RECORDED INFORMATION =>
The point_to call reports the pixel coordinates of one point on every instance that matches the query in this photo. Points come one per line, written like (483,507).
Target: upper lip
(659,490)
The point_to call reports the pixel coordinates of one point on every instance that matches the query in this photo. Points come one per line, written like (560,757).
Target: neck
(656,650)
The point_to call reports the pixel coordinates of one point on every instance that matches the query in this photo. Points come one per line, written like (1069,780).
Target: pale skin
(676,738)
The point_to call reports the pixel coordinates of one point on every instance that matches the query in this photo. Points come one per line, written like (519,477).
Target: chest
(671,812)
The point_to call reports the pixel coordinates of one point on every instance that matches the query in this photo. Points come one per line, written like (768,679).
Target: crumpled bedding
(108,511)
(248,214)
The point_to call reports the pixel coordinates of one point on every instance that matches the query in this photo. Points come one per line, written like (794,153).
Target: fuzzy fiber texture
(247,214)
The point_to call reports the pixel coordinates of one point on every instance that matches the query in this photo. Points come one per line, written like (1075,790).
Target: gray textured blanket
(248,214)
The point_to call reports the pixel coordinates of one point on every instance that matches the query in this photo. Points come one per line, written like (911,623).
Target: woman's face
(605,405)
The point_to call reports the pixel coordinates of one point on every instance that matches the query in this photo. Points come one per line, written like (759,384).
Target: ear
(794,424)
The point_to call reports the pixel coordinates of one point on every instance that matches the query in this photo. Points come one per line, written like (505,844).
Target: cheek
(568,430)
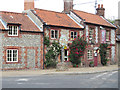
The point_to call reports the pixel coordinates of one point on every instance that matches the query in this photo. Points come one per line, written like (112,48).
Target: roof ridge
(86,12)
(13,12)
(49,11)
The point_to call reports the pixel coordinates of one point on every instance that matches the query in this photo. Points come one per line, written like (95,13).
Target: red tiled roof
(92,18)
(1,26)
(56,18)
(19,18)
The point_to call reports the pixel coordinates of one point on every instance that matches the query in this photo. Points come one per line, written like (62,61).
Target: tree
(77,50)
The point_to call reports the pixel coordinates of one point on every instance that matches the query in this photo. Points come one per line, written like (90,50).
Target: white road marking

YOUR ASSIGNMENT =>
Copy out the whole listing exactly. Skip its pictures.

RESPONSE BOX =>
The point_to call reports the pixel coordinates of one point on every instance that matches the query in this photo. Points come one per line, written like (483,507).
Target: upper lip
(659,490)
The point_to call reports the pixel coordinates of one point on every instance that matches the query in this photo. Points come one per line, written like (560,757).
Target: neck
(656,650)
The point_to call reports the pixel coordinates of one point on every instance that matches the query in this photo. Points come one per line, written like (1069,780).
Target: pale skin
(676,738)
The point_to call reports the pixel coordinates of one point on every instance that matches the query in this photo. Points come one per line, written like (519,477).
Target: chest
(671,812)
The point_to call reports the pixel coordinates of one point on every instance that matches the query in this photo. Points come one per line, written like (768,679).
Target: crumpled bedding
(108,511)
(248,214)
The point_to call reports the pixel coordinates of one point on every instance that matches the query in this photo. Points come one per line, written like (794,153).
Target: fuzzy fiber texture
(247,214)
The point_to call reports the pixel coordinates of one point on every instance that matches the query in this photo. Points come one per line, written like (1075,790).
Target: gray textured blanket
(248,214)
The point_to call reports the pixel coordinates of one point on every instance that matches the query in this photo. Points come one per line, written like (911,623).
Target: woman's face
(605,405)
The point_to call reports the pixel coordinates of one point on every instance that matches the query in this photo. Points come one per line, written like (759,384).
Target: ear
(794,424)
The point_to call reports the pixel coordinates of one point on every instance that matches the query in this photo. Points come one per line, written like (505,844).
Target: cheek
(568,430)
The point_to call reports the pixel coordinates of one point on every instance that matches the query in this photo. Points come one per line, written like (112,48).
Target: roof ridge
(86,12)
(13,12)
(49,11)
The point_to call reports the pixel coordinates of one point on every instance that matches the query in this photo. Points come one per line, written like (95,13).
Target: red tiled roof
(92,18)
(1,26)
(56,18)
(19,18)
The point_to call reports the pixel coordinates of one point on every instance that matches the query in this photo. Points come one per line, written like (62,61).
Target: tree
(77,50)
The point_to call reports the pixel coordinates of one point on every instance that matches the query in this photo. Points come one per line, written like (90,50).
Target: white road marking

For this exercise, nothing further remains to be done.